#### Passage for review:
----

Much has been said about middle-class support for the army's anti-corruption
mission. The panegyrics, however, have missed two obvious points. The first
is that, while several luminaries of the AL and the BNP have been detained on
corruption charges, reportedly to the delight of the public, not a single leader
of the fundamentalist Jamaat-e-Islami has been booked on the same grounds. Few
would put this down to the moral purity of the party.
Secondly, and more importantly, the much-vaunted anti-corruption drive has
been proceeding as though Bangladesh knew no such thing as military corruption.
Kickbacks in army purchases and construction projects, in fact, have figured
prominently even in controversies involving political parties in the past. Watchdog
Transparency International has characterized this dimension of Bangladeshi corruption
as "notorious."
The army - under its chief of army staff, General Moeen U Ahmed, who famously
ruled out a return to "elective democracy" in a public speech not
long ago - makes no secret of its post-election strategy. It is openly peddling
and promoting the idea of a national security council, with the power to veto
decisions of an elected government. In other words, the army may appear to stay
in the barracks, but will continue to be the real power behind the facade of
a civilian government.
This is the model which Milam and many others of his persuasion in the US establishment
and think-tanks would seem to have in mind for Pakistan. Off and on, of course,
we hear of Washington's concern for restoration of democracy in that country,
but experience teaches us not to believe our ears readily in this regard.

----

[Point localization data]
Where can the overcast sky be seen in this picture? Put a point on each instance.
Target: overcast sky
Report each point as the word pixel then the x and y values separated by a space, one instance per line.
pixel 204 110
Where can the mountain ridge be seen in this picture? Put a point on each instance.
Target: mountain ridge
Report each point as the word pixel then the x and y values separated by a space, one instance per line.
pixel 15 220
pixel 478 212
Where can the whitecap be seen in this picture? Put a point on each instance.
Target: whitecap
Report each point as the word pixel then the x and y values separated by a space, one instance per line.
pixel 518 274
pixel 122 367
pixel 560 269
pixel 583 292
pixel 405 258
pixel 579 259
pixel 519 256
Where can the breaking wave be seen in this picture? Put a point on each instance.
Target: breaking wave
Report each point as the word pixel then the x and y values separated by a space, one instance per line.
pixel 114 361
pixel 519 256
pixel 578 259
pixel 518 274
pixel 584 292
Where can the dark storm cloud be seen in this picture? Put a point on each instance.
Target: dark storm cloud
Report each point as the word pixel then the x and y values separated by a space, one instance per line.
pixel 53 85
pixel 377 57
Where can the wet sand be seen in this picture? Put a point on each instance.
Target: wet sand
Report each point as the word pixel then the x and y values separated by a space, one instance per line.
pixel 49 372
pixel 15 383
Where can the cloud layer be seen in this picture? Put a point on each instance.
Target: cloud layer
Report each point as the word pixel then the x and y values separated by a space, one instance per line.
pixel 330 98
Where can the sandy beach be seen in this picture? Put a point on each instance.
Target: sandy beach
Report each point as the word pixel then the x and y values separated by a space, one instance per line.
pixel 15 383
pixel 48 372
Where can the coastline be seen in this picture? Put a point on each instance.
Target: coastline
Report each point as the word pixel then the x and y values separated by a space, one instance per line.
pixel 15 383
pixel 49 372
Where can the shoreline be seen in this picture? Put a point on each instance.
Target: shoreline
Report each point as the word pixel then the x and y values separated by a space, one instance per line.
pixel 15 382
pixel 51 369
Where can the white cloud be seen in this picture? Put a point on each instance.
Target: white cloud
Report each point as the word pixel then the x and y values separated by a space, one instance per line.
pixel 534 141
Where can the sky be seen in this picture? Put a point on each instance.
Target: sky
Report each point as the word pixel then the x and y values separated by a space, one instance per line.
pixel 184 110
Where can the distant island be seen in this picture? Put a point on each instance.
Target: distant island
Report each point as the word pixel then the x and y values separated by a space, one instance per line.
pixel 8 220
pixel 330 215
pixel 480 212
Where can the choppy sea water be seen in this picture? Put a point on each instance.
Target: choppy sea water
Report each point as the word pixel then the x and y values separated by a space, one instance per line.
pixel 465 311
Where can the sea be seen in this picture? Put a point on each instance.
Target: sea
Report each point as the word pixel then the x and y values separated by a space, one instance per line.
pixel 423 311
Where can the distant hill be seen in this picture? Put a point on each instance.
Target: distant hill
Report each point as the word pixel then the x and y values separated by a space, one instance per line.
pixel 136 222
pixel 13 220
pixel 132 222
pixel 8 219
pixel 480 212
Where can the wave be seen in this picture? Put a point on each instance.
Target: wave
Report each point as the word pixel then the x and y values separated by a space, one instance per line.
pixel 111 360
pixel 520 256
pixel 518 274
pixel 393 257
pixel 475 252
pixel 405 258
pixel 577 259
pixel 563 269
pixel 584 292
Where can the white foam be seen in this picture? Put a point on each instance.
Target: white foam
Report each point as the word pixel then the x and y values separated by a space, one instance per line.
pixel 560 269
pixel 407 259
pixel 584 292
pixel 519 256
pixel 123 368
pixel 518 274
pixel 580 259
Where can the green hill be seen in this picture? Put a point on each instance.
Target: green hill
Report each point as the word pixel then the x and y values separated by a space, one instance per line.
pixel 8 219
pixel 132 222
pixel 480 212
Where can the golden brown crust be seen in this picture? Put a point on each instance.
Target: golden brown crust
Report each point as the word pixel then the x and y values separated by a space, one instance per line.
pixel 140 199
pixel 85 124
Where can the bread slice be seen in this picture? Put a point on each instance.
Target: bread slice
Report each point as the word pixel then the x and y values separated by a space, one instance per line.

----

#### Task list:
• 1. Answer these from the commentary on Bangladesh's anti-corruption drive:
(a) Which party has had no leader booked on corruption charges?
(b) What word has Transparency International used to describe this side of Bangladeshi corruption?
(c) What body is the army promoting, and what power would it hold?
• 2. Rewrite the paragraph beginning "The army - under its chief of army staff" from the commentary on Bangladesh's anti-corruption drive as a short bulleted list.
• 3. Print the commentary on Bangladesh's anti-corruption drive from "Much has been" through "of the party.", inclusive.

#### Results of the exercise:
• 1.
(a) The fundamentalist Jamaat-e-Islami.
(b) "Notorious."
(c) A national security council, with the power to veto decisions of an elected government.

• 2.
- The army is led by its chief of army staff, General Moeen U Ahmed.
- Not long ago, Ahmed ruled out a return to "elective democracy" in a public speech.
- The army makes no secret of its post-election strategy.
- It openly promotes a national security council that could veto an elected government's decisions.
- The army may appear to stay in the barracks but would remain the real power behind a civilian government.

• 3.
Much has been said about middle-class support for the army's anti-corruption
mission. The panegyrics, however, have missed two obvious points. The first
is that, while several luminaries of the AL and the BNP have been detained on
corruption charges, reportedly to the delight of the public, not a single leader
of the fundamentalist Jamaat-e-Islami has been booked on the same grounds. Few
would put this down to the moral purity of the party.